▶ Assigned task
Your answer must be an exact copy of the listing below.

▶ Input
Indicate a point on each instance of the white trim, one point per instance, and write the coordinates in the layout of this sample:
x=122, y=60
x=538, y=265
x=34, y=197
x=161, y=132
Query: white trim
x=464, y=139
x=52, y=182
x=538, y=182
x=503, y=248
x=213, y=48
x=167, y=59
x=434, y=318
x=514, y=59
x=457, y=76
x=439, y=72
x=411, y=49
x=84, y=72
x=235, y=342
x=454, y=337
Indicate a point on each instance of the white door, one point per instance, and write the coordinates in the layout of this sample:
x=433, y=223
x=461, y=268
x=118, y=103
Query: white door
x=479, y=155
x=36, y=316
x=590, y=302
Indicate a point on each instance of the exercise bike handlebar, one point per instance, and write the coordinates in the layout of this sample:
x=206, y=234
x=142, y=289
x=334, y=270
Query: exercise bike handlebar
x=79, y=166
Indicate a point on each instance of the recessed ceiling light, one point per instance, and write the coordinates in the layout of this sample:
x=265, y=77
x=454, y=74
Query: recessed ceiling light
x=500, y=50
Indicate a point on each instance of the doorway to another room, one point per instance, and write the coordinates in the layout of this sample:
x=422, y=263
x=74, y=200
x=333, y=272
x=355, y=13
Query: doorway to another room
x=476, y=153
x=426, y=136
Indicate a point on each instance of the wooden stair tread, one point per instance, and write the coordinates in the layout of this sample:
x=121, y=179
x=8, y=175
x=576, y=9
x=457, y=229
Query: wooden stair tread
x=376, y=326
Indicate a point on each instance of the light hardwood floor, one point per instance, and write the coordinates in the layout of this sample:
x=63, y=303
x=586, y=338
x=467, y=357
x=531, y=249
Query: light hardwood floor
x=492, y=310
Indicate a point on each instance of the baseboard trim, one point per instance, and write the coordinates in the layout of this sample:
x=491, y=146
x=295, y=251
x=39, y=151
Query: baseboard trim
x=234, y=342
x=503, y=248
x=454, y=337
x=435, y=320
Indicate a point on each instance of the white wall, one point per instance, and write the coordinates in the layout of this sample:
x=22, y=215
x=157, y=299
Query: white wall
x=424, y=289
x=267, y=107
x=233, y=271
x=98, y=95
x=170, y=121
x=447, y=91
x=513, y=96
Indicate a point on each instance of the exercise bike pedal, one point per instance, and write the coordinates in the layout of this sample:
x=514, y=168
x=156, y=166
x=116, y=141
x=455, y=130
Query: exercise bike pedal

▶ Solution
Indicate a point on each instance of the white trim, one point per instance, and write the coordinates in the layout of this sample:
x=122, y=60
x=538, y=265
x=34, y=197
x=161, y=132
Query: white trim
x=464, y=139
x=52, y=182
x=538, y=182
x=503, y=248
x=213, y=48
x=167, y=59
x=434, y=318
x=514, y=59
x=457, y=76
x=439, y=72
x=411, y=49
x=84, y=72
x=235, y=342
x=454, y=337
Indicate a point on each instance of the white door, one point per instance, and write the coordinates in the layout of this sample:
x=433, y=223
x=461, y=268
x=118, y=103
Query: white door
x=479, y=155
x=36, y=316
x=590, y=302
Indicate a point on each instance of the exercise bike handlebar, one point per instance, and write the coordinates in the layout of this sample:
x=206, y=234
x=142, y=289
x=334, y=270
Query: exercise bike handlebar
x=79, y=166
Indicate a point on each instance of the recessed ceiling light, one point per instance, and write the coordinates in the layout of this sample:
x=265, y=77
x=454, y=74
Query: recessed ceiling light
x=500, y=50
Indicate a point on each instance of the doorway to another room, one point per instance, and write the coordinates in the layout of this sample:
x=422, y=263
x=74, y=200
x=333, y=272
x=355, y=13
Query: doorway to another room
x=476, y=153
x=426, y=136
Indicate a point on each instance of the wooden stair tread, one point per instance, and write the coordinates in the layout of this sample:
x=121, y=179
x=8, y=175
x=576, y=9
x=457, y=229
Query: wooden stair tread
x=376, y=326
Indicate a point on each instance of the light hardwood floor, one point per instance, and write the coordinates in the layout of this sample:
x=63, y=303
x=586, y=338
x=467, y=357
x=531, y=249
Query: light hardwood floor
x=492, y=310
Indicate a point on each instance of the baseboard trim, one point per instance, and write the coordinates in the layout of this sample:
x=491, y=146
x=295, y=251
x=39, y=151
Query: baseboard trim
x=234, y=342
x=503, y=248
x=454, y=337
x=435, y=320
Indicate a point on each instance of the white wall, one point per instance, and write the coordinates in the layout of this sample:
x=22, y=215
x=157, y=299
Query: white wall
x=424, y=289
x=267, y=107
x=233, y=271
x=98, y=95
x=170, y=121
x=447, y=91
x=513, y=96
Indicate a point on each instance of the exercise bike pedal, one point per instance, and write the coordinates in the layout of this sample:
x=514, y=168
x=156, y=166
x=116, y=141
x=455, y=130
Query: exercise bike pedal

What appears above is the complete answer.